Secular colleges attend to Mormon studies: Role in spiritual history of America noted
Two American universities with no ties to the Church of Jesus Christ of Latter-day Saints have plans to endow professorships in Mormon studies, making them the first secular schools to establish chairs in the academic study of Mormonism.
The programs, scholars say, could help push Mormonism and its academic study further into the mainstream.
Utah State University at Logan plans to launch the Leonard J. Arrington Chair in Mormon History and Culture in fall 2007, and the School of Religion at Claremont Graduate University in Southern California plans a fall 2008 start for its Howard W. Hunter Chair for Mormon Studies.
Mormon studies, a field focused on comparative and analytical study rather than on encouraging belief, has been limited. “There is a lot of ignorance and superstition and fear of the Mormon religion, and so what is needed, really, is a serious understanding,” said Karen Torjesen, dean of Claremont’s School of Religion.

= DATASET EXTRACT =
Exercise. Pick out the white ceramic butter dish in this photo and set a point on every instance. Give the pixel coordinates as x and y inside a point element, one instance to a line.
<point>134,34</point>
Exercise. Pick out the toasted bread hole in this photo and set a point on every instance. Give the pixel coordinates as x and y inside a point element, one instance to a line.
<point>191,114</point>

= SET TASKS =
1/ Copy the article on Mormon studies word for word from "Secular colleges attend" to "for Mormon Studies.".
2/ According to the article on Mormon studies, who is the dean of Claremont's School of Religion?

= RESPONSES FOR EACH TASK =
1/
Secular colleges attend to Mormon studies: Role in spiritual history of America noted
Two American universities with no ties to the Church of Jesus Christ of Latter-day Saints have plans to endow professorships in Mormon studies, making them the first secular schools to establish chairs in the academic study of Mormonism.
The programs, scholars say, could help push Mormonism and its academic study further into the mainstream.
Utah State University at Logan plans to launch the Leonard J. Arrington Chair in Mormon History and Culture in fall 2007, and the School of Religion at Claremont Graduate University in Southern California plans a fall 2008 start for its Howard W. Hunter Chair for Mormon Studies.

2/ Karen Torjesen